SOURCE TEXT
==============================

# Bleeding catfish



## 53363 (Jun 30, 2014)

Do any of you bleed channel catfish before cleaning them? Is using scissors on the throat like done on wallyes/saugeyes a good way?


----------



## FlashGordon (Mar 19, 2014)

I tried bleeding them a couple times and couldn't notice any difference in the taste of the meat. So I don't bother.


----------



## 53363 (Jun 30, 2014)

Thanks, FlashGordon. Nice cat in your picture!


----------



## Sciotodarby (Jul 27, 2013)

I skin them, fillet them, rinse in cold water and then soak in salt water for at least a couple hours.


----------



## Shaun69007 (Sep 2, 2009)

I soak the filets in Ice water. I keep rinsing and repeating until the ice water gets clear. then i cut out all yellow and brown meat and only keep the white.


----------



## 53363 (Jun 30, 2014)

Thanks Sciotodarby, that's what I've been doing up til now also. I think the soaking in brine might be accomplishing the same thing as bleeding, just maybe more mess at the cleaning table without bleeding.


----------



## Sciotodarby (Jul 27, 2013)

I keep a garden hose running on them when I'm filleting them. That takes care of the blood for the most part. Rinse them with cold water a couple times in the sink.


----------



## 53363 (Jun 30, 2014)

I appreciate the info Shaun69007. Everyone so far seems to prefer soaking in ice water to bleeding.


----------



## D-Bak (Jul 8, 2014)

Soak in cold salt water for me. Gently massage the filet after an hour or so and any blood still in it will come out. 


Sent from my iPhone using Ohub Campfire


----------



## Dana.Birrell (Apr 23, 2012)

No animal activist, but instead of slitting their throat, take a filet knife and scramble their brains. Here's a post I made on a fishing thread on SomethingAwful that helped quite a few people in cleaning their catfish quicker and more humanely. This will also help stop bloodflow faster, more blood goes to the head, less on the meat.

It's also faster than skinning the catfish before fileting



> When you clean a catfish there are two things you do FIRST. EVERY TIME.
> 
> Right in between the eyes, the skull angles inward. Make a slit from just above the eyes about 1.5-2 inches down. If you have a traditional filet knife, take the tip and run it downwards along the slit until the knife enters the skull. Once you've found this open area in their skull slide the knife INTO the catfish's skull until the catfish appears the have a quick seizure, and just stops moving. Congratulations! You've hit the brain! Now, proceed to obliterate the brain, turning it into soup.

==============================

GIVEN MATERIAL
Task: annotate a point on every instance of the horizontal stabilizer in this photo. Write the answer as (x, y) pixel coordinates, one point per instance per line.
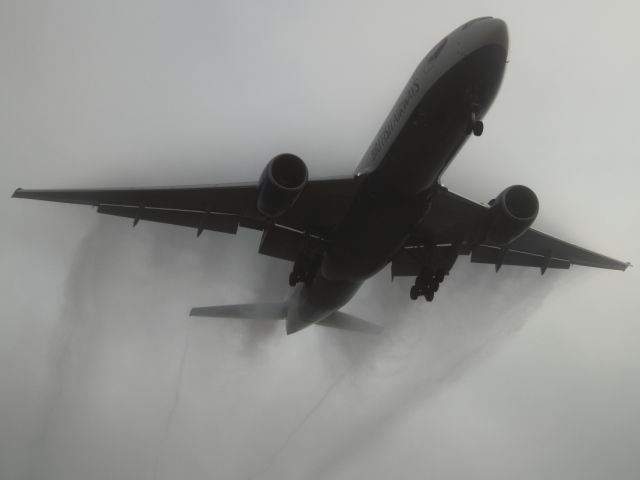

==============================

TASK TO COMPLETE
List every distinct username that posted in the catfish-bleeding thread.

EXERCISE ANSWER
53363, FlashGordon, Sciotodarby, Shaun69007, D-Bak, Dana.Birrell